- _Written problem_: In the listing below, switch every "indicate" to "mark" and leave everything else unchanged. Leave the pictures out of your answer.

- _Extracted material_:
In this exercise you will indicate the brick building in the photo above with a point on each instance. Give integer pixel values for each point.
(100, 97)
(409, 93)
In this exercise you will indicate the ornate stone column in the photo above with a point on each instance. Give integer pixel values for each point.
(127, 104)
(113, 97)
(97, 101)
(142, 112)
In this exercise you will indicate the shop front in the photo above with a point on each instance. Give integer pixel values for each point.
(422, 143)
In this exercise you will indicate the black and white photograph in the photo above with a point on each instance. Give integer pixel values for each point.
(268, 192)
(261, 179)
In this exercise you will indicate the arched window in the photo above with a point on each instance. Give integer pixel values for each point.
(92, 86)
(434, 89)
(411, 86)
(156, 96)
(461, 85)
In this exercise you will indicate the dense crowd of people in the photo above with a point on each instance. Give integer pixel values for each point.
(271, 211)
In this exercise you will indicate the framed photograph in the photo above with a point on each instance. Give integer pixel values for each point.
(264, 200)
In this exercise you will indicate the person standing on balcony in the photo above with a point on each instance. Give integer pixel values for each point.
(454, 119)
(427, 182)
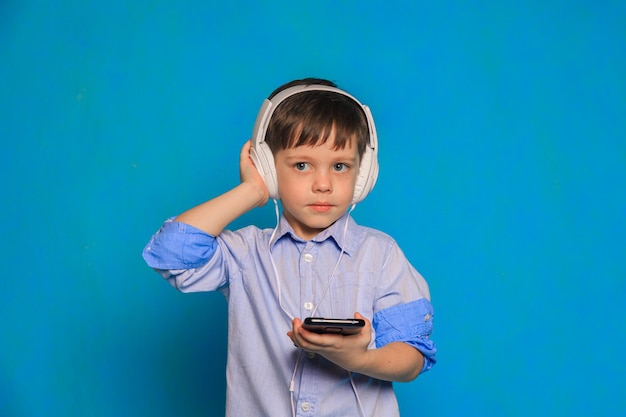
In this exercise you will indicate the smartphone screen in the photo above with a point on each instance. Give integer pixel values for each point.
(336, 326)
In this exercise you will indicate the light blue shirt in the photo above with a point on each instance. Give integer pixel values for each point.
(372, 277)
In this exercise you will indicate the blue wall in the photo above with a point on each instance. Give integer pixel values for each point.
(503, 176)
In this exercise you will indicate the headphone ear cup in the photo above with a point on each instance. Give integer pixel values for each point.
(366, 178)
(263, 159)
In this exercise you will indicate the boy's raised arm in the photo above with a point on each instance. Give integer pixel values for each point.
(214, 215)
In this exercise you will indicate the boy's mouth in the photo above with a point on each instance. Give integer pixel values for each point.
(321, 207)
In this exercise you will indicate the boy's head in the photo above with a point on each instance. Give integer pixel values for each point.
(310, 112)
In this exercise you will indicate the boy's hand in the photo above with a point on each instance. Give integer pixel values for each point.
(248, 173)
(349, 352)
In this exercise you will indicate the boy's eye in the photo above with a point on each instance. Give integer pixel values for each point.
(301, 166)
(340, 167)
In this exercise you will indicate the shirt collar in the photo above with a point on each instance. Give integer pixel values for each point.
(353, 234)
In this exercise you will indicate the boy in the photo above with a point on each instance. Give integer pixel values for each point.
(313, 147)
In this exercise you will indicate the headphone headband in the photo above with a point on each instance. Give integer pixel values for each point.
(264, 159)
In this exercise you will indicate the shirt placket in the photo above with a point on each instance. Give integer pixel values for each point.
(307, 398)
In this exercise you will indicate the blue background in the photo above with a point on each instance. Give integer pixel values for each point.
(503, 170)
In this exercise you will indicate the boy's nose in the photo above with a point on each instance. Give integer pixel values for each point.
(322, 182)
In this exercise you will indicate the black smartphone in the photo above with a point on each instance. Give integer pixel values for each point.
(336, 326)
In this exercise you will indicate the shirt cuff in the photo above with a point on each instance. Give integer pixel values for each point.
(179, 246)
(411, 323)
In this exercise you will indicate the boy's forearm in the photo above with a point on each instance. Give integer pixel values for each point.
(214, 215)
(396, 361)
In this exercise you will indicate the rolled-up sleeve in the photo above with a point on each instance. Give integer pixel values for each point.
(411, 323)
(179, 246)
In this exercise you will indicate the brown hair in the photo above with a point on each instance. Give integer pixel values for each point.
(309, 117)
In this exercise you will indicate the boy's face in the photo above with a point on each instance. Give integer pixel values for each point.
(316, 184)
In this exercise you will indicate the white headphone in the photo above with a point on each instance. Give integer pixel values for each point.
(263, 158)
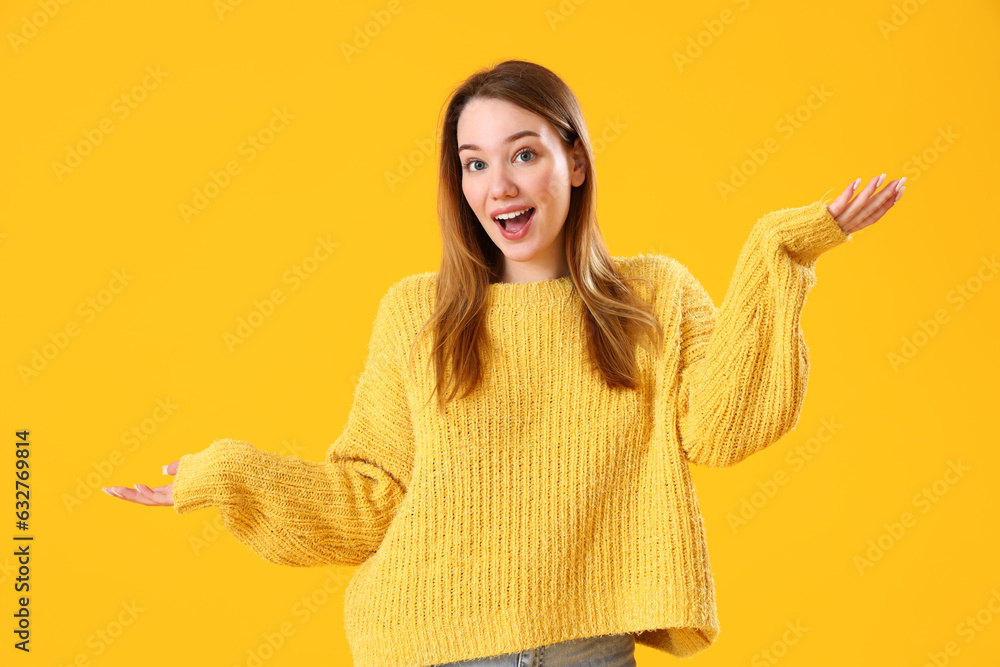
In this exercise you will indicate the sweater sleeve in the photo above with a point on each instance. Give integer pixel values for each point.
(744, 366)
(292, 511)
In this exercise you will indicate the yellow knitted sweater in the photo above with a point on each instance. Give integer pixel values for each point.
(544, 506)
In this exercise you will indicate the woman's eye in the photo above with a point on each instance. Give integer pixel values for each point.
(528, 151)
(469, 163)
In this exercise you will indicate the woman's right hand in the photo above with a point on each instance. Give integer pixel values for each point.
(158, 496)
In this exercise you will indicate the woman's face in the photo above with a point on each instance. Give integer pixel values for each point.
(513, 159)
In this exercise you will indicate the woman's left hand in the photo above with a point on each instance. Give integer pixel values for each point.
(865, 209)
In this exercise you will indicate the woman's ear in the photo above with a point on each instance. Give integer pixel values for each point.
(579, 159)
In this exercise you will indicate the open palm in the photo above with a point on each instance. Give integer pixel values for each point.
(866, 208)
(157, 496)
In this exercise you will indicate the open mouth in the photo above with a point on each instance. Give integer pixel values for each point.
(515, 224)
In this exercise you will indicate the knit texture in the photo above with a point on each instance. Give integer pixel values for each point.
(544, 506)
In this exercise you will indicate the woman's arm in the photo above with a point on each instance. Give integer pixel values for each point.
(744, 366)
(297, 512)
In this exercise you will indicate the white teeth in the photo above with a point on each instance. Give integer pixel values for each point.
(508, 216)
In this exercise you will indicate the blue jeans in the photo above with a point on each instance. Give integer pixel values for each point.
(603, 651)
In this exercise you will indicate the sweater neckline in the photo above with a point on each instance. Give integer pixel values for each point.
(523, 294)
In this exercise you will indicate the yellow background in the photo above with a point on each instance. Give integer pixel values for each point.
(913, 92)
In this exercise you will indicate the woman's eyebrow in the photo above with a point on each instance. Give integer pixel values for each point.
(513, 137)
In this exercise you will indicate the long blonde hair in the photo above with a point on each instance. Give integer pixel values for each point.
(614, 315)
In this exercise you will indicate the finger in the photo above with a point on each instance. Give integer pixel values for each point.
(131, 495)
(838, 205)
(878, 206)
(860, 200)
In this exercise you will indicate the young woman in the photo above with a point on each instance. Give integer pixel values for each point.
(541, 510)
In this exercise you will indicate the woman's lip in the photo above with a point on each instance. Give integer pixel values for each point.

- _Completed exercise_:
In this exercise you will mark the brick building in the photo above with a point on each instance. Give integer pixel values for each point.
(100, 97)
(409, 93)
In this exercise you will mark the ornate stone column in the photo above with a point on each instance. Give integer pixel values for each point.
(127, 104)
(113, 97)
(97, 101)
(142, 112)
In this exercise you will mark the shop front in the photo above with a point on each instance. Give integer pixel values for each point.
(422, 143)
In this exercise you will mark the black and white photograph in the photo above with a point on each instance. Give integer pixel values for each point.
(268, 192)
(261, 179)
In this exercise you will mark the arched window in the photo above with a point on each instance. Give integer pixel values for each point.
(92, 86)
(434, 89)
(411, 86)
(156, 96)
(461, 85)
In this exercise you will mark the dense crowd of people in the photo above with a point on each instance. Give integer pixel values for each point.
(271, 211)
In this exercise you will mark the framed photograph in the photo above with a point on each instance. Give integer pixel values for each point.
(264, 200)
In this exercise you will mark the person standing on balcony in the photo above with a point on each instance. Give integer pixel values for each point.
(454, 119)
(427, 182)
In this exercise you will mark the smartphone screen in the photo above with a point on each instance. Give integer pixel values for each point.
(336, 326)
In this exercise you will mark the light blue shirt in the photo above with a point on each instance. Give integer pixel values for each point.
(372, 277)
In this exercise you will mark the blue wall in the photo above with a point on each instance. Give integer pixel values for each point.
(503, 176)
In this exercise you will mark the headphone ear cup in the photo above with a point on each instance. Give integer pixel values for each point.
(366, 178)
(263, 159)
In this exercise you will mark the boy's raised arm in the photo above with a point on each instance. Give integer pixel values for each point.
(214, 215)
In this exercise you will mark the boy's mouth in the photo above with a point on each instance. Give integer pixel values for each point.
(321, 207)
In this exercise you will mark the boy's head in the photo above with a point on each instance. Give integer pixel values for each point.
(310, 112)
In this exercise you will mark the boy's hand in the photo above with a point on each instance. Give integer pixel values for each point.
(248, 173)
(349, 352)
In this exercise you will mark the boy's eye in the photo above with a point on each instance. Give integer pixel values for each point.
(301, 166)
(340, 167)
In this exercise you will mark the shirt collar in the photo above with a point on each instance. Give integer pixel values for each point.
(353, 234)
In this exercise you will mark the boy in the photo above with a point on each instance. Give integer pixel values for each point.
(313, 147)
In this exercise you will mark the headphone headband in the photo above with a point on each instance. Give integer pixel values for each point.
(264, 159)
In this exercise you will mark the shirt placket in the photo above with a point on each instance. Give integer pixel values for each point.
(307, 398)
In this exercise you will mark the blue background in the photo above with a point on each instance. Give integer pixel values for each point.
(503, 170)
In this exercise you will mark the boy's nose in the photo above with a point on each instance. Give integer pixel values for each point.
(322, 182)
In this exercise you will mark the black smartphone in the photo above with a point on each instance. Give integer pixel values for each point.
(336, 326)
In this exercise you will mark the shirt cuff in the photo above with a point on each instance. Give integer pixel values for each point.
(179, 246)
(411, 323)
In this exercise you will mark the boy's forearm in the photo above with a point on each instance. Give integer pixel values for each point.
(214, 215)
(396, 361)
In this exercise you will mark the rolled-up sleeve in the photo above with a point on each instance. Give integer pixel values for each point.
(411, 323)
(179, 246)
In this exercise you will mark the brown hair in the photo above with a point on each instance. Give integer pixel values for each point.
(309, 117)
In this exercise you will mark the boy's face in the photo above with a point on each instance. Give integer pixel values for each point.
(316, 184)
In this exercise you will mark the white headphone in the photo above with a point on each instance. Give integer pixel values for each point.
(263, 158)
In this exercise you will mark the sweater sleeve in the photo above with a point on each instance. Give integer pixel values for each point.
(744, 366)
(292, 511)
In this exercise you will mark the yellow knitted sweater in the photo above with a point on each instance. Give integer pixel values for each point.
(544, 506)
In this exercise you will mark the woman's eye in the photo above with a point on each instance. Give integer pixel values for each point.
(528, 151)
(469, 163)
In this exercise you will mark the woman's right hand in the photo above with a point on each instance. Give integer pixel values for each point.
(158, 496)
In this exercise you will mark the woman's face in the photo above with a point on each instance. Give integer pixel values for each point.
(513, 159)
In this exercise you will mark the woman's left hand in the photo above with a point on each instance. Give integer pixel values for each point.
(865, 209)
In this exercise you will mark the woman's ear in the photo above with a point on each instance. Give integer pixel values for each point.
(579, 159)
In this exercise you will mark the open palm in the photo above with a point on each instance. Give integer pixel values for each point.
(866, 208)
(157, 496)
In this exercise you will mark the open mouth in the photo above with a point on each instance. Give integer pixel values for each point.
(515, 224)
In this exercise you will mark the knit texture in the photo above with a point on each instance. Give integer pixel values for each point.
(544, 506)
In this exercise you will mark the woman's arm in the photo above with a point on each instance. Give integer pixel values for each point.
(744, 366)
(297, 512)
In this exercise you will mark the white teeth in the photo above with a point on each instance. Give integer pixel values for each point.
(508, 216)
In this exercise you will mark the blue jeans in the photo above with a point on each instance. Give integer pixel values for each point.
(603, 651)
In this exercise you will mark the sweater neckline in the photo above with a point on each instance. Give integer pixel values for each point.
(523, 294)
In this exercise you will mark the yellow background in the photo above with a point on each instance. Give integer pixel values for each point.
(913, 92)
In this exercise you will mark the woman's eyebrow in the photo above with a point on each instance. Give integer pixel values for each point.
(513, 137)
In this exercise you will mark the long blonde hair in the photo above with a point on each instance. Give integer pixel values for each point.
(614, 315)
In this exercise you will mark the finger in the photo above with a point on each instance. Give integer pixel values for each point.
(131, 495)
(838, 205)
(878, 206)
(860, 200)
In this exercise you will mark the young woman in the photo above with a point on each instance. Give integer pixel values for each point.
(541, 510)
In this exercise you will mark the woman's lip in the photo above with a point on each instance. Give integer pixel values for each point.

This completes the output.